Start of Input material

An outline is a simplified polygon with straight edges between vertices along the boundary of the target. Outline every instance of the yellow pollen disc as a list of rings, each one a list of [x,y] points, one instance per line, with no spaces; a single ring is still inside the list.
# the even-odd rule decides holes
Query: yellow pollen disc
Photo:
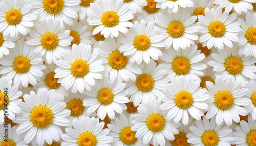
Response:
[[[136,86],[140,90],[148,92],[154,87],[154,79],[148,74],[142,74],[136,80]]]
[[[117,14],[112,11],[106,11],[101,17],[101,22],[107,27],[113,27],[119,21],[119,17]]]
[[[29,60],[24,56],[17,57],[12,63],[13,69],[18,73],[25,73],[30,68],[30,62]]]
[[[233,95],[228,91],[219,91],[214,99],[215,104],[217,107],[222,110],[229,109],[234,102]]]
[[[171,141],[172,145],[173,146],[189,146],[189,143],[187,142],[187,138],[186,134],[183,132],[179,132],[179,134],[174,135],[175,139]]]
[[[150,47],[150,39],[144,35],[137,36],[133,41],[134,47],[140,51],[146,50]]]
[[[77,116],[81,115],[84,110],[82,102],[79,99],[73,99],[67,104],[67,109],[71,111],[71,115]]]
[[[147,118],[146,126],[153,132],[160,131],[165,125],[165,120],[163,117],[158,113],[153,114]]]
[[[53,118],[53,115],[51,110],[45,106],[35,108],[30,115],[32,123],[40,128],[47,127],[52,123]]]
[[[19,23],[22,19],[20,11],[16,9],[9,10],[5,15],[5,20],[9,25],[16,25]]]
[[[112,91],[108,88],[101,89],[98,93],[98,100],[102,105],[110,104],[113,99],[114,94]]]
[[[249,43],[256,44],[256,28],[250,28],[245,33],[245,38]]]
[[[214,21],[209,26],[209,32],[214,37],[222,36],[226,32],[226,27],[223,23],[220,21]]]
[[[243,67],[243,62],[236,56],[229,57],[225,62],[225,68],[230,74],[237,75],[240,73]]]
[[[122,69],[127,64],[127,59],[123,53],[120,53],[120,51],[113,52],[109,57],[109,64],[116,69]]]
[[[134,113],[138,111],[137,108],[138,106],[135,107],[133,104],[133,102],[129,102],[127,103],[125,103],[125,105],[127,107],[126,111],[130,113]]]
[[[208,131],[203,134],[202,142],[203,142],[204,145],[215,146],[219,142],[219,136],[216,132],[212,131]]]
[[[76,77],[84,76],[89,71],[89,66],[82,60],[76,60],[71,65],[71,73]]]
[[[144,10],[148,13],[154,13],[156,12],[159,8],[157,8],[157,2],[154,0],[146,0],[147,5],[144,7]]]
[[[120,139],[124,144],[133,144],[137,141],[136,134],[136,132],[131,130],[131,127],[125,127],[120,133]]]
[[[54,71],[48,73],[45,79],[45,82],[46,86],[52,89],[58,88],[60,86],[60,83],[58,83],[58,78],[54,78],[55,73]]]
[[[170,23],[167,28],[167,32],[169,35],[174,38],[180,37],[182,36],[185,29],[183,25],[179,21],[174,21]]]
[[[79,146],[96,146],[97,139],[91,132],[84,132],[80,135],[78,143]]]
[[[58,37],[52,33],[46,33],[41,38],[41,44],[47,50],[55,48],[58,45]]]
[[[176,94],[174,101],[179,108],[187,109],[192,105],[193,97],[188,91],[181,91]]]
[[[63,8],[63,0],[44,0],[42,2],[45,9],[48,13],[58,13]]]
[[[189,61],[185,57],[178,57],[173,62],[173,69],[178,75],[186,75],[189,71],[190,69]]]
[[[73,37],[74,38],[71,41],[71,44],[70,46],[72,46],[73,44],[75,43],[78,45],[80,43],[80,40],[81,39],[79,34],[76,31],[71,31],[69,34],[70,36]]]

End of Input material

● Given task: Pick out each line of the records above that contains the word "yellow", and treat uppercase and lowercase as different.

● Exercise output:
An outline is a simplified polygon with straight edges between vertices along the boundary of the target. Outline every instance of the yellow pollen disc as a list of rings, each one a list of [x,y] points, one instance per line, with no spaces; a single ring is still inside the list.
Query: yellow pollen disc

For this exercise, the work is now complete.